- **Problema proposto**:
Copie sem alterações, do texto sobre princípios jurídicos, o trecho que vai de "Logo, a compreensão" até "no sistema jurídico.".

--- Página ---

Dessa forma, “é o conhecimento dos princípios que preside a intelecção das diferentes partes componentes do todo unitário que há por nome sistema jurídico positivo“19.

Sendo assim, podemos concluir que é impossível a compreensão de um princípio de maneira isolada. Isso quer dizer que os princípios são necessariamente compreendidos dentro da plenitude do sistema jurídico, onde se relacionam uns com os outros.

Logo, a compreensão e identificação de um princípio específico sempre ocorrem de forma que haja relação com outros princípios. Isso ficou demonstrado, por exemplo, quando falamos da relação entre o princípio da igualdade e o da capacidade contributiva, no capítulo anterior.

Cabe também destacar que os princípios jurídicos se encontram em todas as camadas do direito positivo. Isso quer dizer, que existem princípios nas esferas legais e infralegais. Porém, diante da prevalência hierárquica da Constituição Federal no sistema jurídico, é inegável que os princípios constitucionais são os mais importantes, uma vez que irradiam seus efeitos para todas as outras camadas.

E ao irradiar seus efeitos, resta evidente que os princípios constitucionais possuem natureza normativa com elevado destaque hierárquico no sistema jurídico.

--- Dados do conjunto ---

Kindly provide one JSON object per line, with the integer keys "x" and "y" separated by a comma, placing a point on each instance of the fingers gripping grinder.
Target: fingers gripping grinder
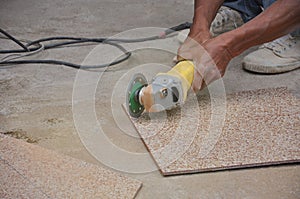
{"x": 166, "y": 91}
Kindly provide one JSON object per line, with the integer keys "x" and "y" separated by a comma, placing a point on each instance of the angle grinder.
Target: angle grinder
{"x": 166, "y": 91}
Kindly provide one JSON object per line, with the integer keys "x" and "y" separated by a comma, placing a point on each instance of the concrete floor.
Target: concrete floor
{"x": 36, "y": 100}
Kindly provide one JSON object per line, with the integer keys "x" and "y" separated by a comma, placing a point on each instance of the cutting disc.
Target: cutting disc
{"x": 134, "y": 107}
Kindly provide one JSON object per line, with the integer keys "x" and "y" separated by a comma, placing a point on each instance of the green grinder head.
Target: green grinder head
{"x": 134, "y": 107}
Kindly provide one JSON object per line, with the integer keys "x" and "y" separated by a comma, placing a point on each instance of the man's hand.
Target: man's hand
{"x": 210, "y": 57}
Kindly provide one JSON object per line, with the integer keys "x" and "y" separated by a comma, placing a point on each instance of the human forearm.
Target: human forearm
{"x": 204, "y": 13}
{"x": 279, "y": 19}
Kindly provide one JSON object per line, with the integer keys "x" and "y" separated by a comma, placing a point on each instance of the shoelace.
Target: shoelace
{"x": 281, "y": 44}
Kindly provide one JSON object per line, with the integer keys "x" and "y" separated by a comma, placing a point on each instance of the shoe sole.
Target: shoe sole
{"x": 270, "y": 69}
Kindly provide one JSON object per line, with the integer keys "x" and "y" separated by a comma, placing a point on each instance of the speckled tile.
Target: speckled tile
{"x": 261, "y": 127}
{"x": 29, "y": 171}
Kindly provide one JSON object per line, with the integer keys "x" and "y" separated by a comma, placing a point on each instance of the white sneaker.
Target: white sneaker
{"x": 278, "y": 56}
{"x": 226, "y": 19}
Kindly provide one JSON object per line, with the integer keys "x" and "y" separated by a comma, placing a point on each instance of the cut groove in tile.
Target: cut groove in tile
{"x": 27, "y": 170}
{"x": 261, "y": 127}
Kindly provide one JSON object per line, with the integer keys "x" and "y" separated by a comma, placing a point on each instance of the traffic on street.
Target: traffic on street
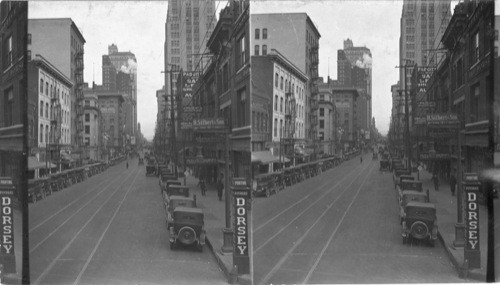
{"x": 111, "y": 229}
{"x": 342, "y": 226}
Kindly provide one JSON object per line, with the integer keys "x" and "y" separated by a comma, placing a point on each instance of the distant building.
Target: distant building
{"x": 49, "y": 111}
{"x": 13, "y": 82}
{"x": 60, "y": 42}
{"x": 278, "y": 102}
{"x": 296, "y": 37}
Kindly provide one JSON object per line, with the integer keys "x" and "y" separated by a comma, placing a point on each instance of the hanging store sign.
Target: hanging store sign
{"x": 241, "y": 244}
{"x": 472, "y": 251}
{"x": 7, "y": 256}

---

- **Resposta do exercício**:
Logo, a compreensão e identificação de um princípio específico sempre ocorrem de forma que haja relação com outros princípios. Isso ficou demonstrado, por exemplo, quando falamos da relação entre o princípio da igualdade e o da capacidade contributiva, no capítulo anterior.

Cabe também destacar que os princípios jurídicos se encontram em todas as camadas do direito positivo. Isso quer dizer, que existem princípios nas esferas legais e infralegais. Porém, diante da prevalência hierárquica da Constituição Federal no sistema jurídico, é inegável que os princípios constitucionais são os mais importantes, uma vez que irradiam seus efeitos para todas as outras camadas.

E ao irradiar seus efeitos, resta evidente que os princípios constitucionais possuem natureza normativa com elevado destaque hierárquico no sistema jurídico.